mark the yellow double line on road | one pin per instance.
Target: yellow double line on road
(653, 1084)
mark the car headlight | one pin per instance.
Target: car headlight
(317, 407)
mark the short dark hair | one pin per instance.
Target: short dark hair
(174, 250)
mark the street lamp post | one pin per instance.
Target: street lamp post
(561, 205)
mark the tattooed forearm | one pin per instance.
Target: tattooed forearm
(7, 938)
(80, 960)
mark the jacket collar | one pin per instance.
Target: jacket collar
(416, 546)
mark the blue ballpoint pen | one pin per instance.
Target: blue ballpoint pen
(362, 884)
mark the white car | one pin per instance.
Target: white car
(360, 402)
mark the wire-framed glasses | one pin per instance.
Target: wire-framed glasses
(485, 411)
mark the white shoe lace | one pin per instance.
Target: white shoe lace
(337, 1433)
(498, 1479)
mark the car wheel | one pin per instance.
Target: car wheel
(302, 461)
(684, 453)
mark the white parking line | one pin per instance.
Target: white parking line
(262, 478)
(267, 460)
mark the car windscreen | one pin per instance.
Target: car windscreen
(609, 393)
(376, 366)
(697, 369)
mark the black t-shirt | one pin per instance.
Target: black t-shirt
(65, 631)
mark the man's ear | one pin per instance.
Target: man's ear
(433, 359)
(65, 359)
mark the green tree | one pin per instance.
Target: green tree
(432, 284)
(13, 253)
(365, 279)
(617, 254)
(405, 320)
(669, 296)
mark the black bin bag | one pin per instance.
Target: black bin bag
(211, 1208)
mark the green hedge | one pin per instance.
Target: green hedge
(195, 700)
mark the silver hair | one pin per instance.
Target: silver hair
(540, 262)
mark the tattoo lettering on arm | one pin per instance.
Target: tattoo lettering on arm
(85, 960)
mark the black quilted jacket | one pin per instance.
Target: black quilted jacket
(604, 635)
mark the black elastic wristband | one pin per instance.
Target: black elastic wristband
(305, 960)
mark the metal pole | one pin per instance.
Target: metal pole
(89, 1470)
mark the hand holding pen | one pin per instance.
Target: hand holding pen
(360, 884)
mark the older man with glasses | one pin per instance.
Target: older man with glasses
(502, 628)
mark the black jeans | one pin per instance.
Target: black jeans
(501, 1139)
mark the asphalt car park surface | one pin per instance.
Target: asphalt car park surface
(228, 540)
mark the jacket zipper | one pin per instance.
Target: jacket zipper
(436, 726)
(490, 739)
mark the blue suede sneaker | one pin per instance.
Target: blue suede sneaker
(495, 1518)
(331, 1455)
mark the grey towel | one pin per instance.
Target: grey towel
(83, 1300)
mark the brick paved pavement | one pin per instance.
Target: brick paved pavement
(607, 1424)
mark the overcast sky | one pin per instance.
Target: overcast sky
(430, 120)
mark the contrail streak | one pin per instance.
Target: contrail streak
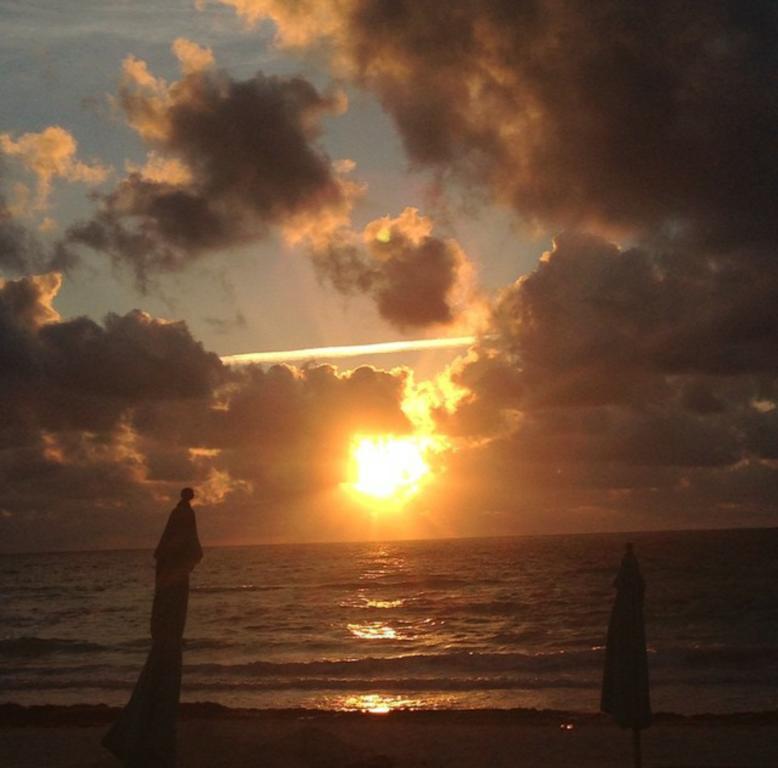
(350, 350)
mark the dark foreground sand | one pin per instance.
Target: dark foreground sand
(210, 736)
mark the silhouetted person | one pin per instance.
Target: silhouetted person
(625, 693)
(145, 733)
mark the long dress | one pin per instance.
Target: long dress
(625, 688)
(145, 732)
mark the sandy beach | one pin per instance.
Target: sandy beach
(211, 736)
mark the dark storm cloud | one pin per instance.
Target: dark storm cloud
(616, 114)
(230, 158)
(628, 383)
(415, 278)
(77, 374)
(107, 421)
(20, 251)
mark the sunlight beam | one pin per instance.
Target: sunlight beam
(349, 350)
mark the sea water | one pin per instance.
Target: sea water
(477, 623)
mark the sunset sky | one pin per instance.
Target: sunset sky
(587, 190)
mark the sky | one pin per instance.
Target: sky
(581, 195)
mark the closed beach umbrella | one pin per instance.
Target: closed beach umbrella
(625, 692)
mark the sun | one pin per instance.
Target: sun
(389, 468)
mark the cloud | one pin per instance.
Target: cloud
(415, 278)
(615, 117)
(627, 384)
(49, 155)
(20, 250)
(228, 159)
(111, 419)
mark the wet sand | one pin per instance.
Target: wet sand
(211, 736)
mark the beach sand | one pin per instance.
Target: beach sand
(212, 736)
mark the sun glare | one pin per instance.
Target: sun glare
(389, 468)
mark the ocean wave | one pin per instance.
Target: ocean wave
(316, 684)
(22, 647)
(430, 664)
(216, 590)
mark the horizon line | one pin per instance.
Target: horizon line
(481, 537)
(347, 350)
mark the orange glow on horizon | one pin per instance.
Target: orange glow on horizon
(388, 468)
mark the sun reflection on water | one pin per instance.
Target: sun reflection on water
(373, 630)
(377, 703)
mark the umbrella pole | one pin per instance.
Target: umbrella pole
(636, 748)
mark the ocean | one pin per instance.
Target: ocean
(476, 623)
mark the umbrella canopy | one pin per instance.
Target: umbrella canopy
(625, 680)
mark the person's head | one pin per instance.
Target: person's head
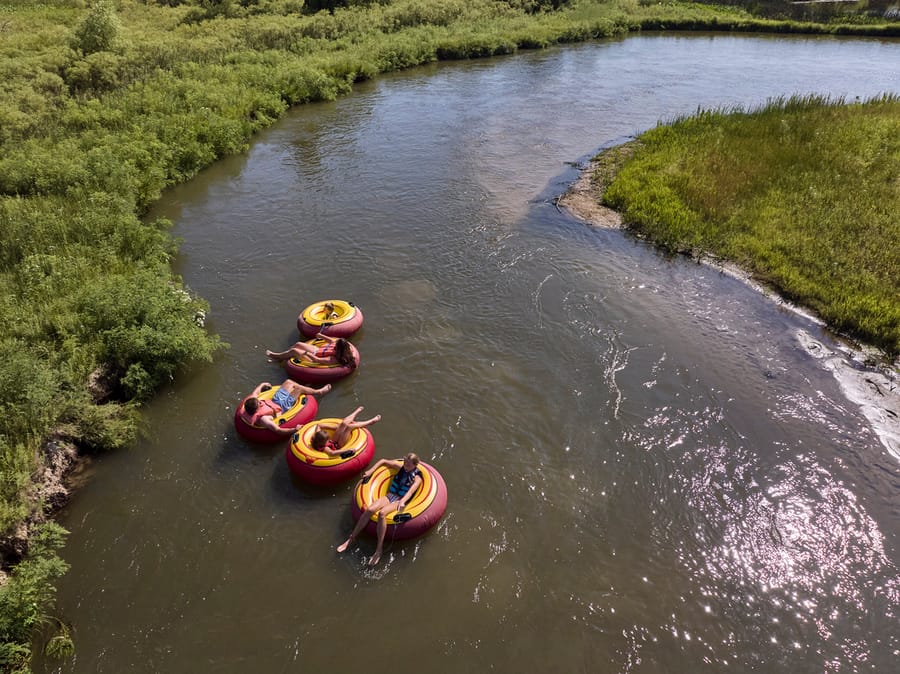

**THE TASK:** Every record gets retyped exactly; no picture goes into the copy.

**SOLUTION FOR THIS TASK:**
mark the yellow double line on road | one pin per instance.
Target: yellow double line on road
(653, 1084)
mark the car headlight | one pin per instance.
Target: car headlight
(317, 407)
mark the short dark hair | one pin per instance.
Target: short dark hair
(174, 250)
mark the street lamp post | one pin per instance.
Target: street lamp post
(561, 205)
mark the tattooed forearm | one pin per instance.
Target: tattooed forearm
(7, 938)
(80, 960)
mark the jacket collar | one pin per instance.
Target: jacket collar
(416, 546)
mark the blue ballpoint pen | one pin per instance.
Target: blue ballpoint pen
(362, 884)
mark the white car | one pin per instance.
Target: white car
(360, 402)
mark the wire-framed glasses | one pin per instance.
Target: wire-framed glasses
(485, 411)
mark the white shoe lace | one pin per instance.
Target: white shoe lace
(337, 1433)
(498, 1479)
mark the car wheel | one pin per instance.
Target: car wheel
(302, 461)
(684, 453)
mark the white parking line | one pin per instance.
Target: white parking line
(262, 478)
(267, 460)
mark the car windscreen | one pin per instance.
Target: car windscreen
(609, 393)
(376, 366)
(697, 369)
mark the black t-shirt | one pin per instance.
Target: black t-shirt
(65, 631)
mark the man's ear | one pin per instance.
Target: man's ear
(433, 359)
(65, 359)
mark the green tree | one pin per instance.
Target: green tree
(432, 284)
(13, 253)
(365, 279)
(617, 254)
(405, 320)
(669, 296)
mark the black bin bag | one pin per instance.
Target: black bin bag
(211, 1208)
mark the green hedge | one pin per instance.
Target: green hedge
(195, 700)
mark the silver hair | one pin per instance.
Target: silver hair
(540, 262)
mark the tattoo lettering on arm | one pin per instance.
Target: tattoo lettering on arm
(85, 960)
mark the black quilted jacket | one pin per instance.
Target: black quilted jacket
(604, 635)
mark the black elastic wristband | one pin per instance.
Target: black elastic wristband
(305, 960)
mark the metal pole | one pin per instance.
Target: metal pole
(89, 1470)
mark the hand holding pen | one pin per instance.
Target: hand holding pen
(360, 884)
mark the older man with glasses | one pin per instance.
Target: older man with glasses
(502, 628)
mark the black jeans | one pin per instance.
Target: black jeans
(501, 1139)
mark the asphalt car park surface | one pin per instance.
Target: asphalt car park surface
(228, 540)
mark the jacket zipper | one pin per instance.
Target: jacket zipper
(436, 726)
(490, 739)
mark the blue suede sneaker | one pin per instance.
Target: blue suede sneaker
(495, 1518)
(331, 1455)
mark the grey towel | one pin per instance.
Target: grey towel
(83, 1300)
mark the brick paved pavement | one pin per instance.
Target: brick paved pavement
(607, 1424)
mark the overcast sky | one pin per instance.
Target: overcast sky
(430, 120)
mark the contrail streak | one pin per instance.
Target: contrail streak
(350, 350)
mark the dark foreground sand | one pin per instance.
Target: dark foreground sand
(210, 736)
mark the silhouetted person | one pin per instance.
Target: silhouetted person
(625, 693)
(145, 733)
mark the long dress | one pin per instance.
Target: long dress
(625, 688)
(145, 732)
mark the sandy beach | one pin per instance.
Target: sandy beach
(211, 736)
mark the dark storm cloud | one pin per instance.
Target: dark storm cloud
(616, 114)
(230, 158)
(628, 383)
(415, 278)
(77, 374)
(107, 421)
(20, 251)
mark the sunlight beam | one pin per instance.
Target: sunlight beam
(349, 350)
mark the sea water | one pin per instance.
Target: sea water
(477, 623)
mark the sunset sky | one pin per instance.
Target: sunset sky
(587, 190)
mark the sky | one pin per instance.
Target: sky
(581, 195)
mark the closed beach umbrella | one pin per instance.
Target: closed beach umbrella
(625, 692)
mark the sun | one pin per instance.
Target: sun
(389, 468)
mark the cloud | one pin per instance.
Target: cloud
(415, 278)
(615, 117)
(627, 384)
(49, 155)
(20, 250)
(228, 159)
(111, 419)
mark the wet sand | one pin per instance.
Target: wet sand
(211, 736)
mark the beach sand | one pin per instance.
Target: beach sand
(212, 736)
mark the sun glare | one pin per instance.
Target: sun glare
(389, 468)
mark the ocean wave | one pin per instance.
Target: ocean wave
(316, 684)
(22, 647)
(430, 664)
(216, 590)
mark the horizon line | one pin per instance.
Target: horizon line
(481, 537)
(347, 350)
mark the orange glow on horizon | one pin per instance.
Target: orange glow on horizon
(388, 468)
mark the sun reflection on water | one pin per instance.
Target: sun reflection on water
(373, 630)
(377, 703)
mark the umbrella pole | one pin per instance.
Target: umbrella pole
(636, 748)
mark the ocean | one pin per instance.
Target: ocean
(476, 623)
mark the umbrella canopy | one pin per instance.
Target: umbrella canopy
(625, 680)
mark the person's head | one pin per instance.
Target: person's head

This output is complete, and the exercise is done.